STORED DATA -
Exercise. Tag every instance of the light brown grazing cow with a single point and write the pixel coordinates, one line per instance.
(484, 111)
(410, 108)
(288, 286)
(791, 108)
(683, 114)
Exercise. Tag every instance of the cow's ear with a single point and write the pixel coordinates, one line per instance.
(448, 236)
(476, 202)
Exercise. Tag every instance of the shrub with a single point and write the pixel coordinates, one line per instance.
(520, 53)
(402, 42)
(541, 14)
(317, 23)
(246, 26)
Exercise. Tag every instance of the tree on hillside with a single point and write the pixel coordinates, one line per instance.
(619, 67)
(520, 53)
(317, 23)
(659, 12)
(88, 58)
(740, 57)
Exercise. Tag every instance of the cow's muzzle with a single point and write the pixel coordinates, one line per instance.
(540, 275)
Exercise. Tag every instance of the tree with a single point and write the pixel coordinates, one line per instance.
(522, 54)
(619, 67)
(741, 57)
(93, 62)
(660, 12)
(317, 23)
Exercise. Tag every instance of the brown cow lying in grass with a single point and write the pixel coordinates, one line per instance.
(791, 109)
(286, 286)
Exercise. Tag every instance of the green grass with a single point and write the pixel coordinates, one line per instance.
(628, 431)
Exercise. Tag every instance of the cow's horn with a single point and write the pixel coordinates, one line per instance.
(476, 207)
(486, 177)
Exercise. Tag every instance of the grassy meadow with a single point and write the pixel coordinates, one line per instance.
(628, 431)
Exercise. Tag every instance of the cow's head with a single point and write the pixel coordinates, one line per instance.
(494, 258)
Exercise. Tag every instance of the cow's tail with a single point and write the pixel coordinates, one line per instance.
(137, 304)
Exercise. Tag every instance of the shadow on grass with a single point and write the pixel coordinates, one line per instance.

REQUIRED TASK - Return the listing lines verbatim, starting at the line that contains "Exercise. Tag every instance of the cow's head" and ending at the final line of the listing.

RESULT OF THE TASK -
Exercise. Tag every instance of the cow's head with a single point and write the pixel coordinates, one line per instance.
(494, 258)
Exercise. Tag every instance of the cow's tail with a single point and write the pixel coordinates, one line per instance.
(137, 304)
Exercise. Tag every instance of the shadow on grass with a single point and write the pixel coordinates, one line per instance.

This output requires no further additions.